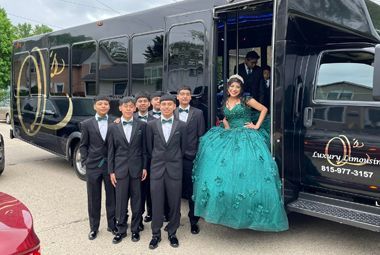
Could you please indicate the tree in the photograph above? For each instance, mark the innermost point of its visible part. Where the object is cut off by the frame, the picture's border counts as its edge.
(25, 30)
(6, 38)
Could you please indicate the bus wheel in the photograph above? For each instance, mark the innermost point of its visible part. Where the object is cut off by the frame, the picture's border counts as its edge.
(79, 170)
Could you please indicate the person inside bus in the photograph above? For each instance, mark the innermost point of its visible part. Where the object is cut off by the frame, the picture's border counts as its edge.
(127, 164)
(155, 102)
(195, 126)
(265, 87)
(236, 180)
(93, 149)
(252, 74)
(166, 143)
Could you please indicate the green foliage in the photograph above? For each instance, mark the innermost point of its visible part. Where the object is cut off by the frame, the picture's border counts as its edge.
(26, 30)
(6, 38)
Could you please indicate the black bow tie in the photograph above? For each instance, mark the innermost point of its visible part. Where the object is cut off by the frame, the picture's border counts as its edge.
(102, 118)
(143, 117)
(183, 110)
(128, 122)
(170, 121)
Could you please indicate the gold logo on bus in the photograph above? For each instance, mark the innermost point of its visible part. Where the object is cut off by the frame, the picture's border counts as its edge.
(41, 74)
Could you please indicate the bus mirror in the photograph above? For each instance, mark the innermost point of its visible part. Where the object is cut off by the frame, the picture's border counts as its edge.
(376, 74)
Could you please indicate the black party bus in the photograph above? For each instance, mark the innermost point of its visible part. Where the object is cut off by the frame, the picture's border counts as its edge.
(325, 86)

● **Exercise**
Can you change every "photograph" in the records above to "image" and write out all the records again with nothing else altered, leaving out the pictures?

● **Written response**
Could you please indicate the tree in the image above? For each instance, mark the innermost point of its visible part. Where the object is cut off by the frame, the picture's border counts as its edge.
(25, 30)
(6, 38)
Could you please indicate the bus wheel in the image above? For each instance, mark the innermost point of its visible part. Where the object is cut off by the frame, the picture's border counts as its edge.
(79, 170)
Could you please indicate the person inside bus in the image above? For each instance, mark the innermost point of its visible part. Where the object is cut off by the frame, the picture's border counts as its edge.
(127, 164)
(155, 102)
(195, 126)
(265, 87)
(236, 180)
(93, 149)
(252, 74)
(166, 143)
Could you please indicate the green foliage in the image above? For each instance, mark the innermost point of its visible part. Where the object is cut off by the frame, the picture's border counts as its edge.
(26, 30)
(6, 38)
Could you please indicate the black bow tie in the image above? For each instance, mark the innermost point of its visible part. Where the object is cut off by the frame, the picture's border counts as its edge.
(102, 118)
(143, 117)
(183, 110)
(128, 122)
(170, 121)
Could you please indicate the gold logo on bus in the image above? For each instance, mark the innermost point of its visible part. Where the object is cut off by the frame, the picture's border counts as its edge.
(41, 74)
Could you please indicate the bus mirror in the image above? For each instance, mark the innermost point of its visible part. Where the object is cut off by the frame, the picture's border counts as its edge.
(376, 74)
Could you please indicate the black party bus in the image above? For each instance, mark the innermost point of its visible part. Where the object is cut off by the frame, the picture's border counts as its edge.
(325, 86)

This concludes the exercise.